Rewrite the records from the line containing "Would you be able to indicate the brown" through the end, swapping "dot" for "marker" and leaving everything else unchanged.

───── THE INPUT

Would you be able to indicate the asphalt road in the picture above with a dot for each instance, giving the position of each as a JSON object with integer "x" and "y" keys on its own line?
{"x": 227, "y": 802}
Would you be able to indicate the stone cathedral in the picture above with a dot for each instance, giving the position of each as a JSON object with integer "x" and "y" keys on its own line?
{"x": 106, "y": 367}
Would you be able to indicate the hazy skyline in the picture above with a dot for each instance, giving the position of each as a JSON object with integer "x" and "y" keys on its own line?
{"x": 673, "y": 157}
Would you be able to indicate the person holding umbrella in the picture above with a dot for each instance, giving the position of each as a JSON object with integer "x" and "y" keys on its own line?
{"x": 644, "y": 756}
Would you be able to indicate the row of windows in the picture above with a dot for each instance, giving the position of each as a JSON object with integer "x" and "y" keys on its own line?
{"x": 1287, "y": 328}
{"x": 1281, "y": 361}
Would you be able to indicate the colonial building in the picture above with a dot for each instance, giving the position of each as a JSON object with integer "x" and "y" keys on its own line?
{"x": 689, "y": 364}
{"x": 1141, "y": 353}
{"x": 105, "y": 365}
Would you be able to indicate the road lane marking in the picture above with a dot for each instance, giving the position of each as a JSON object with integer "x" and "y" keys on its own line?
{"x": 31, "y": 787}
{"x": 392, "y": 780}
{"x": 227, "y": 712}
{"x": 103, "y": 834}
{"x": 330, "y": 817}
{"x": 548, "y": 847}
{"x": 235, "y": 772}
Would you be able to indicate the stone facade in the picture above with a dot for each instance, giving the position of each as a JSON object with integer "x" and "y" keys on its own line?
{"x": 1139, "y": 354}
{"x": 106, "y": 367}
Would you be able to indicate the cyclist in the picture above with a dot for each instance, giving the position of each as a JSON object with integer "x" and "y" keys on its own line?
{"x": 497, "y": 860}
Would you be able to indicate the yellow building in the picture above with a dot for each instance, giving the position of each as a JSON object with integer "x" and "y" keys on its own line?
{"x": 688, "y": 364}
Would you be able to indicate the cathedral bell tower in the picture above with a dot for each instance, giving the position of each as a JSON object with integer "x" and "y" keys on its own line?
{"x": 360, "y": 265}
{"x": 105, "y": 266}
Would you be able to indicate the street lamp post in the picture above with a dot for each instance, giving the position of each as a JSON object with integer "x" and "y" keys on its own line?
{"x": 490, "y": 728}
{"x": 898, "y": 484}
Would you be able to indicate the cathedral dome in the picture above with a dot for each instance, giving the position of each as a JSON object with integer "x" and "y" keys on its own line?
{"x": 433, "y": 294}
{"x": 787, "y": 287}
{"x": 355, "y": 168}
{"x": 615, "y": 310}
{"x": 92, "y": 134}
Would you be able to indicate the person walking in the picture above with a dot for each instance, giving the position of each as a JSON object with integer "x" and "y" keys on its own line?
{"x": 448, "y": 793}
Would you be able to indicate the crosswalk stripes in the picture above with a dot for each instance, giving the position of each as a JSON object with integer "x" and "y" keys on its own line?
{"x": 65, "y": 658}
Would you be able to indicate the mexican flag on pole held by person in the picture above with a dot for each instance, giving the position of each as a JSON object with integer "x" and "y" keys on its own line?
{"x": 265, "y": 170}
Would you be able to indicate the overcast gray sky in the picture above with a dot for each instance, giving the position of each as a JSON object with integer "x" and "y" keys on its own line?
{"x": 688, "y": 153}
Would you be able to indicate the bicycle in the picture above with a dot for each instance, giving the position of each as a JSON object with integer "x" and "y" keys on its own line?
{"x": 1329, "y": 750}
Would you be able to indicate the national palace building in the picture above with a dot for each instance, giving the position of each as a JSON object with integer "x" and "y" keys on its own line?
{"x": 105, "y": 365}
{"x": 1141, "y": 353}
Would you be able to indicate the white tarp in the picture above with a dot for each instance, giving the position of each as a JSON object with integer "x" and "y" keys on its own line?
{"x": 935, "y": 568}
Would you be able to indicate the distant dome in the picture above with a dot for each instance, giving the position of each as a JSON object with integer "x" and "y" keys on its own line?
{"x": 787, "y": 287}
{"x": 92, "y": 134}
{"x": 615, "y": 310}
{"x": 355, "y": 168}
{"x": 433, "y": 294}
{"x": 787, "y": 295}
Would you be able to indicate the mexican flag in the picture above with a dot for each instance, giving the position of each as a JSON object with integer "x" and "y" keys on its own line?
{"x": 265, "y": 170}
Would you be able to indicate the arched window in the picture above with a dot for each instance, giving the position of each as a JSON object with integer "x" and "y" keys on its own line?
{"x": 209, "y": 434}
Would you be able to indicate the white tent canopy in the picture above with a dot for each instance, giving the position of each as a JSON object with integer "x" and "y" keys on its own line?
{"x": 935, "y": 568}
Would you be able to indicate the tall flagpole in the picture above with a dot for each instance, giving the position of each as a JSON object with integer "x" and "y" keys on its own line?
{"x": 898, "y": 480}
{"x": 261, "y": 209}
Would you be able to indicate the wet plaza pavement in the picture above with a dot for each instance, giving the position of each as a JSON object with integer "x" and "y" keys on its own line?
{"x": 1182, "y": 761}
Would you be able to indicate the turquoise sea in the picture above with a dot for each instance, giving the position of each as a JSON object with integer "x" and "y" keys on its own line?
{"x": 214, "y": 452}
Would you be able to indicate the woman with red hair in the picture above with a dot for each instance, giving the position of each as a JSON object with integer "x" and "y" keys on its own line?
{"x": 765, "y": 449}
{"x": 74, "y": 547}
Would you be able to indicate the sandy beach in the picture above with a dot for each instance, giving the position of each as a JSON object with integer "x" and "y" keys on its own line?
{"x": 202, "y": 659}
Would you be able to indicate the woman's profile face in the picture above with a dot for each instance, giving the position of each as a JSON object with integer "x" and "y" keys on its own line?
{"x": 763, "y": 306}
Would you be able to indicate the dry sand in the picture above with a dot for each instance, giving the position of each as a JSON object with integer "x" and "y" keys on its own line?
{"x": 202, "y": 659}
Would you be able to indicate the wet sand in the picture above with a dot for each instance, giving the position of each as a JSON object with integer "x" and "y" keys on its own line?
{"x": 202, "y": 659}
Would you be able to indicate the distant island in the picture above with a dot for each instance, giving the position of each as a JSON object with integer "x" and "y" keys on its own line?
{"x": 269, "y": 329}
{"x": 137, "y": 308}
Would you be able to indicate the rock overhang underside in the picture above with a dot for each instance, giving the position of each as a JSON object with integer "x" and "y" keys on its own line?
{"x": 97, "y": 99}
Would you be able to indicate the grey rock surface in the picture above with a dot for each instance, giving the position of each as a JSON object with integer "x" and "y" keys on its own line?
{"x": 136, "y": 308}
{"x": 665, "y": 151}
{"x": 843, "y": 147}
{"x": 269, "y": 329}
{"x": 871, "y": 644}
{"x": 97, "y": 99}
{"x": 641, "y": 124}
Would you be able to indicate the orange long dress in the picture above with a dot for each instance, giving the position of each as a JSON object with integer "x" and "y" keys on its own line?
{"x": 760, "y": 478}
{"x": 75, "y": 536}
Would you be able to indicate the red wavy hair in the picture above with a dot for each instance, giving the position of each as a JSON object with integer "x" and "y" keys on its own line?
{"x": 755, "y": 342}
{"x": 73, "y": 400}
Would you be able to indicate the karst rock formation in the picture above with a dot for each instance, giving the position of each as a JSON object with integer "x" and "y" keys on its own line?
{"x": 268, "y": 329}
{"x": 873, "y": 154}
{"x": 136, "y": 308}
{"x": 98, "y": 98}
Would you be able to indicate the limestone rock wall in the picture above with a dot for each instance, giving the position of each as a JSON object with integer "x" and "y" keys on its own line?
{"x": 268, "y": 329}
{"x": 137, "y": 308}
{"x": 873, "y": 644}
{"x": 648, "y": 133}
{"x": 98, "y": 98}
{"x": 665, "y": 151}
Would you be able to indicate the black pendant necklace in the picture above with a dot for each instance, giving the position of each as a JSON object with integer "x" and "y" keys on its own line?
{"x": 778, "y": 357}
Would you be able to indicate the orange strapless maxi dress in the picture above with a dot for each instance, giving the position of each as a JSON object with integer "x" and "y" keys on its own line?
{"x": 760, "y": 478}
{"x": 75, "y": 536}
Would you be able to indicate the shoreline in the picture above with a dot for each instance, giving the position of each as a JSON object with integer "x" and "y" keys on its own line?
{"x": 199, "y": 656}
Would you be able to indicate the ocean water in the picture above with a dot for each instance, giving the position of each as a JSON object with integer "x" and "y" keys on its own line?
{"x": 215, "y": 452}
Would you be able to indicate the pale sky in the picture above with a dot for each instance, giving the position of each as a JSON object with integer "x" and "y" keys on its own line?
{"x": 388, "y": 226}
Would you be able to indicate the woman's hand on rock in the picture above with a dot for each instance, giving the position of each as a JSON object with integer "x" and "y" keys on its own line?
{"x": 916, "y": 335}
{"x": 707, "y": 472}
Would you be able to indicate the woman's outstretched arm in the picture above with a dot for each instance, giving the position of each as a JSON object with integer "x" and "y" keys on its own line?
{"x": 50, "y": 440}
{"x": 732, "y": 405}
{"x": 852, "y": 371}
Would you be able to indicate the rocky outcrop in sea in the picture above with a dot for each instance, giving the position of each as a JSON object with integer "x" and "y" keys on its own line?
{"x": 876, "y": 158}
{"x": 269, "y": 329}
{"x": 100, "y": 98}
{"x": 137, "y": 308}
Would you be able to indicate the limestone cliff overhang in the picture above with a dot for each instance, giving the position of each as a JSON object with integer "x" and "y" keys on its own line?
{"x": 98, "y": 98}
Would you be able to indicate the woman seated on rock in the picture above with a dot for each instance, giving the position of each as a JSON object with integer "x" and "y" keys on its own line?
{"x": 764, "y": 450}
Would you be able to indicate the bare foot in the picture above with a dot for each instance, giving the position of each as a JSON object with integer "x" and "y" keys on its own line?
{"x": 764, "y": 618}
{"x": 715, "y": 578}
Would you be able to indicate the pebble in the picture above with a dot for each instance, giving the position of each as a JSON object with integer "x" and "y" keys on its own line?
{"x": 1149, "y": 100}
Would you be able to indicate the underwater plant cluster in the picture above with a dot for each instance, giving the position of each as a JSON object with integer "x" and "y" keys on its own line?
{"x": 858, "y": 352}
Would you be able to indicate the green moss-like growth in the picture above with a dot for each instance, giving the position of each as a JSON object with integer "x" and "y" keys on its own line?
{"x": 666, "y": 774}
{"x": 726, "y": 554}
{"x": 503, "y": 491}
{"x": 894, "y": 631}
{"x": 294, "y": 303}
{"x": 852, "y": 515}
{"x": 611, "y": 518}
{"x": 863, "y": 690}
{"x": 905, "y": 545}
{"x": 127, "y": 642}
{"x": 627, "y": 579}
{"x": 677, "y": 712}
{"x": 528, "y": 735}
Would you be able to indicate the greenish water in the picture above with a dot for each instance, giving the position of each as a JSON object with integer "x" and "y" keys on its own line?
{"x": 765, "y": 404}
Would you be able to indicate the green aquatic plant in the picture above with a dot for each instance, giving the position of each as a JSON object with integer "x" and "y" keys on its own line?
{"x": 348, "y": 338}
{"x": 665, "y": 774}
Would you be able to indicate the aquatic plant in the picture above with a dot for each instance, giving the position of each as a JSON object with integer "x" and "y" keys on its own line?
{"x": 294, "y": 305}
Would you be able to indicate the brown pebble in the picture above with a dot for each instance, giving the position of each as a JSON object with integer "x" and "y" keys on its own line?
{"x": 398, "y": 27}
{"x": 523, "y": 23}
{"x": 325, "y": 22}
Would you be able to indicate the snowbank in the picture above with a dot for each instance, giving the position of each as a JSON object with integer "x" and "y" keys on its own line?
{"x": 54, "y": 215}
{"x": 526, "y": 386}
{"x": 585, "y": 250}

──────────

### COMPLETED TASK
Would you be able to indicate the brown pebble in the picture above with a marker for each instance, giving the position of each as a JSON object with integer "x" and "y" keys on its own line?
{"x": 398, "y": 27}
{"x": 523, "y": 23}
{"x": 325, "y": 22}
Would you be able to indicate the snowbank in the picture above with a marker for each instance, giving the position of each as a JSON object with integer "x" and "y" keys on its own line?
{"x": 54, "y": 215}
{"x": 526, "y": 386}
{"x": 585, "y": 250}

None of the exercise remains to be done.